§ **What you are asked to do**
Restate word for word, and only, the lines that extend from the line containing "Can you find the badge" through the end of the records below.

[Stored items]
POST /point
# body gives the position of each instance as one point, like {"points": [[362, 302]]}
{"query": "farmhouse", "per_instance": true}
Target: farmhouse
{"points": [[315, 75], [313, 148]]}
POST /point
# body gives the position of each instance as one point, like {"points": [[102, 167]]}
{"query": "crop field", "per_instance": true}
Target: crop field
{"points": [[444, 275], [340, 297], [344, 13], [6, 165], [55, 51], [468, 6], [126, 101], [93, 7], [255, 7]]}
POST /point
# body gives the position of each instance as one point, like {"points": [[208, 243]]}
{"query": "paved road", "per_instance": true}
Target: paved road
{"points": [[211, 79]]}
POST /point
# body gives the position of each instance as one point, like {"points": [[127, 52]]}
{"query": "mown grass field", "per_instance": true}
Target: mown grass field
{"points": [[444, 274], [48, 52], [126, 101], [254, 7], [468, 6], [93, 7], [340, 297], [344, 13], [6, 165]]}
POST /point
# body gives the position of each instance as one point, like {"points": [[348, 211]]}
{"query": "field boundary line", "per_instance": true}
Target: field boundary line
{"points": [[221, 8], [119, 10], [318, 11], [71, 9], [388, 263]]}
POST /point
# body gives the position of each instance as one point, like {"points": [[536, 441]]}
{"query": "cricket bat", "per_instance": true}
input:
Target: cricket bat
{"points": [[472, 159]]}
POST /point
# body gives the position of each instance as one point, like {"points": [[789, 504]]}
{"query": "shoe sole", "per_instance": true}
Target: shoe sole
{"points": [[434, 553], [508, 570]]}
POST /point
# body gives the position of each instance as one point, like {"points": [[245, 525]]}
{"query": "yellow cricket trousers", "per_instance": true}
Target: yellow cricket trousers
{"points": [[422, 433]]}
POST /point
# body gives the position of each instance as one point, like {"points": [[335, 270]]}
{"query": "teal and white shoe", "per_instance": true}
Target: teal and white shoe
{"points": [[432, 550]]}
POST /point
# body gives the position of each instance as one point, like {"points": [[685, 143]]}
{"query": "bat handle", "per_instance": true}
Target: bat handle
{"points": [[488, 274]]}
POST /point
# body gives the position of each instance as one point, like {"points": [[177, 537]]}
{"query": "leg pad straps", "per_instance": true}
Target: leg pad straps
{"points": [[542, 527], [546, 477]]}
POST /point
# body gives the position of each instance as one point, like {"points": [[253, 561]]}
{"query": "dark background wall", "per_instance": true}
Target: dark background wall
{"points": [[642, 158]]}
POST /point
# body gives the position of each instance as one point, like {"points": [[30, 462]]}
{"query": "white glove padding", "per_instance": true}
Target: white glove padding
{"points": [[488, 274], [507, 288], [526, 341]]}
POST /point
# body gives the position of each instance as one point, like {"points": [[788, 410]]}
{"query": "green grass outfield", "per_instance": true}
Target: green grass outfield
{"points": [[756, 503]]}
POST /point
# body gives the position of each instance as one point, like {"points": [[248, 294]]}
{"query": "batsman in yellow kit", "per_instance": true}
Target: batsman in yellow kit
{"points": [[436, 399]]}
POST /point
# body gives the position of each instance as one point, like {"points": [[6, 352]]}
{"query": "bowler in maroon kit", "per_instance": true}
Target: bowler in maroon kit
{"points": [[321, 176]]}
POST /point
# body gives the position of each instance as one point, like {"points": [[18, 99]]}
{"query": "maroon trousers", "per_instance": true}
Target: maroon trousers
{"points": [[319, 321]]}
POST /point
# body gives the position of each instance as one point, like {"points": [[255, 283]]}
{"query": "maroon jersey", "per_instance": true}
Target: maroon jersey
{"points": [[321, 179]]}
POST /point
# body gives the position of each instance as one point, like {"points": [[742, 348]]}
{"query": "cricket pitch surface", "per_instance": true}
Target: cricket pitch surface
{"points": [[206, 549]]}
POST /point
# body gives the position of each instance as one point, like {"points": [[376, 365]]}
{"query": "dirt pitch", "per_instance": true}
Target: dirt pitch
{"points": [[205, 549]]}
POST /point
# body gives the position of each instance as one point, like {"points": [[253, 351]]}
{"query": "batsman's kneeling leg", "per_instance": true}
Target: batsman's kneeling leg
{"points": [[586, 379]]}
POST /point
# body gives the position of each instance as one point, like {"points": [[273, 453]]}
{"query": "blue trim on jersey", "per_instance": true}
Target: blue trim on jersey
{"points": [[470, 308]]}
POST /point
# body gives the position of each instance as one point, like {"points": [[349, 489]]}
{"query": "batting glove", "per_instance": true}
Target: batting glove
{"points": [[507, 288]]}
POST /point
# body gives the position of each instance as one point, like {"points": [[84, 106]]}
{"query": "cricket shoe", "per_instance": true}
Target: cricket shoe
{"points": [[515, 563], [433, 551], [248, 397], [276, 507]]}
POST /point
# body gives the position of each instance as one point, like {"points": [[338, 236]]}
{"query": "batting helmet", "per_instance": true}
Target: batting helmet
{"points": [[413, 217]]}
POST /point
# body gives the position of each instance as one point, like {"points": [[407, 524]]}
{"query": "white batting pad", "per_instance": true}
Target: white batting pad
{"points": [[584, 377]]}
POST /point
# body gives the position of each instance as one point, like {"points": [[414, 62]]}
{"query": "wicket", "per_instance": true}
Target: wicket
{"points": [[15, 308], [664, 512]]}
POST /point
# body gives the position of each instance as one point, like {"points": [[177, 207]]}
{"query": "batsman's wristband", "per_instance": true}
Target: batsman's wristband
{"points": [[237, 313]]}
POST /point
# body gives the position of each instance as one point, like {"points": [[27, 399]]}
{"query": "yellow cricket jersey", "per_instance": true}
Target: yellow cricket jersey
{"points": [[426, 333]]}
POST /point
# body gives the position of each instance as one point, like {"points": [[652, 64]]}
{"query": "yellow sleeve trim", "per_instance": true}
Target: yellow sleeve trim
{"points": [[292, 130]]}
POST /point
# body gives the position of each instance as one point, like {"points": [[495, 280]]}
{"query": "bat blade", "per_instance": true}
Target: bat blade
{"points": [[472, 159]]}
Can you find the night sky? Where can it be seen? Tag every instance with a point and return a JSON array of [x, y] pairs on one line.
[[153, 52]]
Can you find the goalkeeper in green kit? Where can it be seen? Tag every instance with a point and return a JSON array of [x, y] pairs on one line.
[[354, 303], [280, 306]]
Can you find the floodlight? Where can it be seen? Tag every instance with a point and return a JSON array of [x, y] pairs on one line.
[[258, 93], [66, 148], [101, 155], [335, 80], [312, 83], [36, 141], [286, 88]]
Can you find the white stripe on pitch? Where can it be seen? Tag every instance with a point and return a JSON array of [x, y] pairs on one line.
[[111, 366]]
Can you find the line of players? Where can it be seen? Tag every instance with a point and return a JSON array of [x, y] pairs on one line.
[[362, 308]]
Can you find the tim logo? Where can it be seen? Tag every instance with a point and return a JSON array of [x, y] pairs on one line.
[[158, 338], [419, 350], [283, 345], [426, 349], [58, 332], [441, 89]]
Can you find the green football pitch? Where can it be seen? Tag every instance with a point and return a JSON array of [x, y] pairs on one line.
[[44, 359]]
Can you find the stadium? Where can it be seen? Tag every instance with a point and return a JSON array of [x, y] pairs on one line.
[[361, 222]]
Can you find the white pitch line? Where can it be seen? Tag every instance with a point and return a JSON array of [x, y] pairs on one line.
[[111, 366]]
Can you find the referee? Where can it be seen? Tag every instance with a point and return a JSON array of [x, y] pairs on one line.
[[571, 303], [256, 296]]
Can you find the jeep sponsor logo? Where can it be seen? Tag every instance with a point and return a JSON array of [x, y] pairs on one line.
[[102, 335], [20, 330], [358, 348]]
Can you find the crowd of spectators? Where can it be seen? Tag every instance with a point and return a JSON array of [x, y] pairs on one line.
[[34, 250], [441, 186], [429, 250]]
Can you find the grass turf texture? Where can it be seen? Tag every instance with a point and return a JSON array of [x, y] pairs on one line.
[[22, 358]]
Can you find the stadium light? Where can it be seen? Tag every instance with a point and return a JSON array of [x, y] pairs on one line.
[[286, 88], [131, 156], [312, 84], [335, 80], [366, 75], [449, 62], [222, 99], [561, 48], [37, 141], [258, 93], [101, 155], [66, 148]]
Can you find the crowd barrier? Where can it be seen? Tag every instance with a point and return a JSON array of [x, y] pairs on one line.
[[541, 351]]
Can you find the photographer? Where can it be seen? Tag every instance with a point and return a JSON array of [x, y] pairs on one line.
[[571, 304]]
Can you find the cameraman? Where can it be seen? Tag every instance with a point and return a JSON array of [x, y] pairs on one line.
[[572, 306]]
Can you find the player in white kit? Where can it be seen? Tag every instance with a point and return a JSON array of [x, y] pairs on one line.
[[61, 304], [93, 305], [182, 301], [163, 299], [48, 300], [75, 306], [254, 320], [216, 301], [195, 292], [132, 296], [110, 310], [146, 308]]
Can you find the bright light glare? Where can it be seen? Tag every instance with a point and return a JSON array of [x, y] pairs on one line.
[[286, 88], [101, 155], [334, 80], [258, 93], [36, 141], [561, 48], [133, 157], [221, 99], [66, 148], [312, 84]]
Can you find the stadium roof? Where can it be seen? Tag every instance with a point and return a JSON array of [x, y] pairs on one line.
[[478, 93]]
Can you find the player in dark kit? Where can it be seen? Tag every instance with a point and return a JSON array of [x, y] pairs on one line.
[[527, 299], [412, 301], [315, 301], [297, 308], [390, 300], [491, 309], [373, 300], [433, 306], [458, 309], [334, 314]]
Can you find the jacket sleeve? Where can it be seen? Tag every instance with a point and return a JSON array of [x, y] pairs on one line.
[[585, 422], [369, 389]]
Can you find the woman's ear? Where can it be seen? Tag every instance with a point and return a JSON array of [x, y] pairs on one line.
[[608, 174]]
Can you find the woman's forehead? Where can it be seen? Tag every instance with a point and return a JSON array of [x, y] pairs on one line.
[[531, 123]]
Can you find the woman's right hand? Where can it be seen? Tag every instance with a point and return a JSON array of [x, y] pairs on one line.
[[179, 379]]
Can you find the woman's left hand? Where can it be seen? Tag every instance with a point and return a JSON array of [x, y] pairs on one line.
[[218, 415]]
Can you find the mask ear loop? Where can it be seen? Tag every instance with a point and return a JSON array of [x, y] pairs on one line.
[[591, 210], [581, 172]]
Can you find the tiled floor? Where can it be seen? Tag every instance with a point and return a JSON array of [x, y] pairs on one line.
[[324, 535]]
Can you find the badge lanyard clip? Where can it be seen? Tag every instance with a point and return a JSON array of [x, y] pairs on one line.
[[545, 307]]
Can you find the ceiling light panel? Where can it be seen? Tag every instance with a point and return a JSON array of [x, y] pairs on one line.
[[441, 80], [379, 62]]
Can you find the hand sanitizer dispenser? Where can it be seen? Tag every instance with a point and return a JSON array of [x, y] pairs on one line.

§ **Answer to the problem**
Can you find the badge lanyard clip? Where can it be seen? Tag every instance with a point and return a JSON array of [x, y] pairs on one line.
[[545, 307]]
Can you find the ceiling light panel? Where can it be seen? Tag every instance with a point and return a JSON array of [x, y] pairs on one line.
[[441, 80], [379, 62]]
Can you find the hand sanitizer dispenser? Where can it be seen? Tag every instance with a point and return a JSON array of [x, y] pairs on one line.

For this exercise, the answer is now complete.